**PASSAGE DU TEXTE**
=======

Ce projet de loi touche non seulement le salaire, mais aussi toutes les « matières» relatives au salaire telles qu'entendues par les normes du travail, à savoir la durée du travail, les jours fériés, chômés et payés, les congés annuels, les congés familiaux, les repos, les primes, les outils, les uniformes, etc. 

Il précise que l'ancienneté et la durée de service ne sont pas dérogatoires, de même que les salaires lorsque l'amplitude de l'échelle salariale est modifiée ou lorsqu'une échelle salariale est remplacée par un taux unique de salaire. 

Le projet de loi précise encore que n'est pas prise en compte une modification temporaire des conditions de travail des salariés reclassés, rétrogradés ou impliqués dans une fusion d'entreprise. 

Il ordonne aussi qu'un délai de trois ans précède l'application de la loi qui, en vertu d'une disposition rarissime, devra disparaître le 31 décembre 2004, ou à une autre date fixée par le gouvernement. 

Dans sa version actuelle, et compte tenu du calendrier législatif, cette loi ne serait appliquée qu'à compter de l'an 2003, et donc pour une seule année. Mais cela risque de changer dans la version finale. 

Organisation influente, regroupant de jeunes entrepreneurs et des professionnels, Force Jeunesse soutient que la loi ne doit pas permettre les exceptions et qu'elle doit être permanente. C'est aussi ce que demande le Conseil permanent de la Jeunesse, la Jeune Chambre de commerce du Québec et plusieurs organisations jeunesse et politiques comme Le Pont entre les générations. Notons aussi que la CSN, la CEQ, la FTQ et le Syndicat de la fonction publique du Québec préfèrent aussi une loi permanente. 

Mais interdire les clauses de disparité de traitement n'est pas si simple. Le projet de loi 67 n'y parviendra pas, selon plusieurs intéressés. 

La Commission des droits de la personne et des droits de la jeunesse, par ailleurs favorable à l'interdiction des disparités de traitement, signale par exemple que les dispositions du projet de loi 67 amendent la Loi sur les normes du travail alors que les conventions collectives relèvent du Code du travail du Québec

À quelle entité administrative devra s'adresser un individu se disant lésé par une clause dite orphelin ? 

S'il est syndiqué, il a l'obligation légale d'épuiser tous les recours, et donc de passer par la procédure de grief, pour faire invalider la clause dont il se dit victime. Cela le placera dans une position fort délicate vis-à-vis de son syndicat qui aura négocié cette clause avec l'employeur. Certains experts suggèrent de lui éviter cette procédure en lui permettant de porter plainte sur-le-champ à la Commission des normes du travail. Mais celle-ci devra-t-elle faire enquête sur demande ?

=======

**Entrées de la collection**
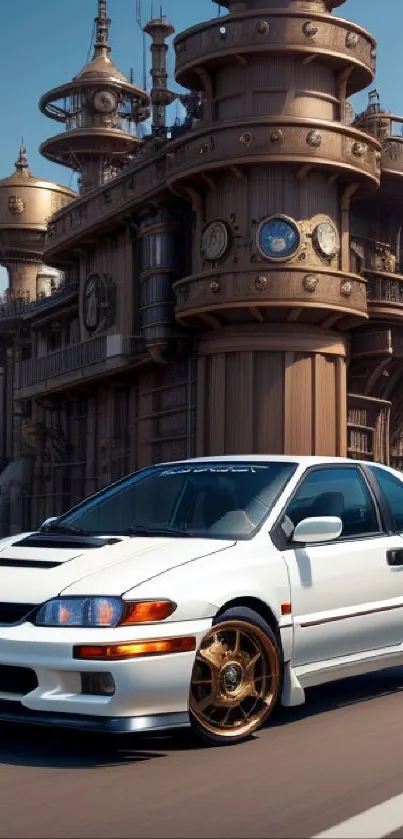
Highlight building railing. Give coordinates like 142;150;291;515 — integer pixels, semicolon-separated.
0;282;78;321
19;335;108;388
367;274;403;305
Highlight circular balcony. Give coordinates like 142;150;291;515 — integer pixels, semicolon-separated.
167;117;381;195
174;9;376;96
174;264;367;328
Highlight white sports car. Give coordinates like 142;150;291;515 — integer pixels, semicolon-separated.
0;455;403;745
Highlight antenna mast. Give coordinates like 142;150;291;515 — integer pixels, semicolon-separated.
136;0;147;92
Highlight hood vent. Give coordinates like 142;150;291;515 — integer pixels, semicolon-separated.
12;532;121;550
0;559;62;568
0;603;37;626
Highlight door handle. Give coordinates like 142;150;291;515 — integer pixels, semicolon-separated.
386;548;403;567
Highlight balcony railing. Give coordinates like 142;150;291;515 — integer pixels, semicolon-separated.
0;283;78;322
367;274;403;306
20;335;108;388
18;334;147;390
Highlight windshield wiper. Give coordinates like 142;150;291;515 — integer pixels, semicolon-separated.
117;524;192;538
39;522;91;536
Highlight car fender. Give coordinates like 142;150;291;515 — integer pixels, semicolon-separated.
124;542;290;622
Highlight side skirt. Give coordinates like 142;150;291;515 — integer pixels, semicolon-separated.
280;645;403;707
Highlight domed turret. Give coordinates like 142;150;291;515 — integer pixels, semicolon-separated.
0;145;76;300
39;0;150;192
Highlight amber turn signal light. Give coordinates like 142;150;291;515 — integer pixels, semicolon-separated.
119;600;176;626
73;637;196;661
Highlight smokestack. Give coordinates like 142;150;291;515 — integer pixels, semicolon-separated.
144;10;175;137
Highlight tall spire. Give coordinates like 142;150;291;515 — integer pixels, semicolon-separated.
94;0;111;58
14;138;29;175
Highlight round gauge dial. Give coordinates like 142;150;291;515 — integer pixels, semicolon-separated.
200;221;229;262
258;216;300;260
313;221;340;259
93;90;117;114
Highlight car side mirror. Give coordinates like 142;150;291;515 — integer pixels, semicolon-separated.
39;516;59;530
291;516;343;545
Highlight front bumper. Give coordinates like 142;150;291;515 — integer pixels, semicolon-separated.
0;619;211;732
0;700;190;734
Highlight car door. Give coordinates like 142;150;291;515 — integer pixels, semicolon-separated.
277;464;403;666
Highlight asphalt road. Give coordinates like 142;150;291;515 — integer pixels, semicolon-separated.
0;670;403;839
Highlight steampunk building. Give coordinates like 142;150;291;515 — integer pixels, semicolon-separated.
1;0;403;528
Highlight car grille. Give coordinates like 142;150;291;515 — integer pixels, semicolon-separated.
0;602;35;625
0;664;38;694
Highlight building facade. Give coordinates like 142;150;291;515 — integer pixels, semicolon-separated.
0;0;403;529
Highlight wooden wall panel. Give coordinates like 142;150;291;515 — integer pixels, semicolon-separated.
252;352;284;454
313;355;337;456
284;352;313;454
224;352;255;454
197;328;346;456
205;353;226;455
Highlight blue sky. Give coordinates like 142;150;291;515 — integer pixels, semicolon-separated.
0;0;403;288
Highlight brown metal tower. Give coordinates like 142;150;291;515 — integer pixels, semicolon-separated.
0;145;76;301
172;0;381;455
39;0;149;193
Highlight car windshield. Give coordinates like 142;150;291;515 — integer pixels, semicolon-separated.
54;461;297;539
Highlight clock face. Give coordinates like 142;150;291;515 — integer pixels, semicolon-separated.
314;221;340;259
258;216;300;260
93;90;117;114
200;221;229;262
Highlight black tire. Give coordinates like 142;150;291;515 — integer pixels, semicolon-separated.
189;606;283;746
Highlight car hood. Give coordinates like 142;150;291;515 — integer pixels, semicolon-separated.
0;534;236;604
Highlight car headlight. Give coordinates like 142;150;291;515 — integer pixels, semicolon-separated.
31;597;176;628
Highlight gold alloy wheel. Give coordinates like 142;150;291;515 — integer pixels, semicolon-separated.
189;619;280;739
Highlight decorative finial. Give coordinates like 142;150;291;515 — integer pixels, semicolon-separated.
14;138;29;174
94;0;111;58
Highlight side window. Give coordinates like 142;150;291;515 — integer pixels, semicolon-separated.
285;466;380;538
369;466;403;533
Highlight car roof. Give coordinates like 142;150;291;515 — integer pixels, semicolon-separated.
160;453;372;466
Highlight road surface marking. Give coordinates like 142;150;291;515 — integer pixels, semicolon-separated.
312;794;403;839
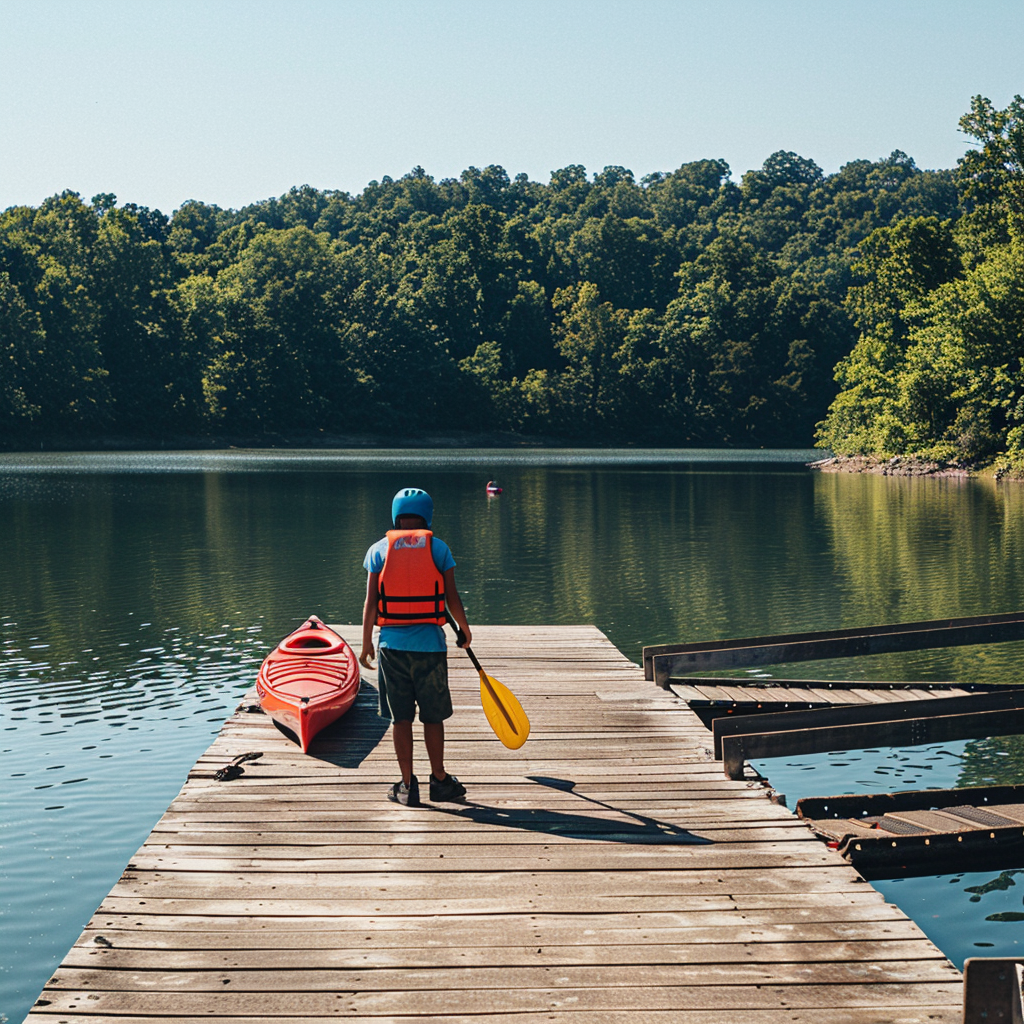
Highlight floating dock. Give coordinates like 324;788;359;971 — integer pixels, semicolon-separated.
797;785;1024;877
29;626;963;1024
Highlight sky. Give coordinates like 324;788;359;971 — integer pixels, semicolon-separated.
0;0;1024;214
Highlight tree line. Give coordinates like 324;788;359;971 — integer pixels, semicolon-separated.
0;122;974;451
819;96;1024;474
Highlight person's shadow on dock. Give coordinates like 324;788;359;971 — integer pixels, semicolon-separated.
430;775;714;846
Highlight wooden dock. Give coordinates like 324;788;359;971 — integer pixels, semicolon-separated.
28;626;962;1024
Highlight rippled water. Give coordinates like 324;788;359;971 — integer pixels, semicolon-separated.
6;451;1024;1021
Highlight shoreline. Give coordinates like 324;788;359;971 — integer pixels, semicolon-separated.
807;455;1003;480
0;430;813;455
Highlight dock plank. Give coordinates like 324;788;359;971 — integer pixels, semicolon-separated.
29;626;962;1024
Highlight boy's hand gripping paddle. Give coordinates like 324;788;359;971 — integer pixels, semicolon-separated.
446;611;529;751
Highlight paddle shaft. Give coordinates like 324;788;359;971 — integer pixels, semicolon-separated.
444;608;486;676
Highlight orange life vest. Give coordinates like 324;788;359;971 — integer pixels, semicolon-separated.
377;529;444;626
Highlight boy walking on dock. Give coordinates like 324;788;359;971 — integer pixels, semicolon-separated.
359;487;472;807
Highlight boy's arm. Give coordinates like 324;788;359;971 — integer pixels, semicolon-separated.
359;572;380;669
440;568;473;647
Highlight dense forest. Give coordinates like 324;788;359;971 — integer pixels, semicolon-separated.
0;97;1024;459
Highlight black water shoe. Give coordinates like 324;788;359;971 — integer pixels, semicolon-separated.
387;775;417;807
430;773;466;803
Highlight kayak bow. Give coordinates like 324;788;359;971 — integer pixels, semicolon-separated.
256;615;359;754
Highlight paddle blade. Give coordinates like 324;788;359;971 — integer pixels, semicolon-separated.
480;672;529;751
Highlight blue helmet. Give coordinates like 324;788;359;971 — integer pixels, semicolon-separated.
391;487;434;526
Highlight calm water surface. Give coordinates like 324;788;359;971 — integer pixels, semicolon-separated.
0;451;1024;1021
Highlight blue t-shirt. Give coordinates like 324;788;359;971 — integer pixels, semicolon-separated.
362;537;455;651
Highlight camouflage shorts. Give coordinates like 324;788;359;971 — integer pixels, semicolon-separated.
377;647;452;724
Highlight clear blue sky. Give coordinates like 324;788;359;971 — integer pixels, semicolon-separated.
0;0;1024;213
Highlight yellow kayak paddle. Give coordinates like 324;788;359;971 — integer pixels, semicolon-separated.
447;612;529;751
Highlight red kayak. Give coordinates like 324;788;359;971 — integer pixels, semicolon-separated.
256;615;359;754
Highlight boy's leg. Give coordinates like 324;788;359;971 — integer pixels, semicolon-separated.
391;722;415;785
377;647;416;786
421;722;447;778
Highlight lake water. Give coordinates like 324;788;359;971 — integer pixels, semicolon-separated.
0;451;1024;1022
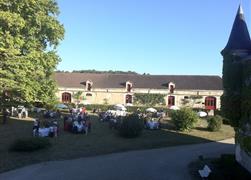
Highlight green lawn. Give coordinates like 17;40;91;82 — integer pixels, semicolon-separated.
0;116;234;172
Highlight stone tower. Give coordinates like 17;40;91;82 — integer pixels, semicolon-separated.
221;5;251;172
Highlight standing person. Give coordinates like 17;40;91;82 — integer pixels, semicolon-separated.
86;116;91;132
82;106;86;114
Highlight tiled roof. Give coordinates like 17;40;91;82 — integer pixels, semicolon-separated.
55;73;222;90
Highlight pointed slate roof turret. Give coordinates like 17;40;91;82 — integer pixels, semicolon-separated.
223;5;251;51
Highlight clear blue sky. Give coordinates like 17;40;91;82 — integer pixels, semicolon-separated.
58;0;251;76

=======

**ÉNONCÉ**
Dans le passage sur le projet de loi 67, relevez chacune des matières relatives au salaire qui sont énumérées après « à savoir ».

**RÉPONSE**
- la durée du travail
- les jours fériés, chômés et payés
- les congés annuels
- les congés familiaux
- les repos
- les primes
- les outils
- les uniformes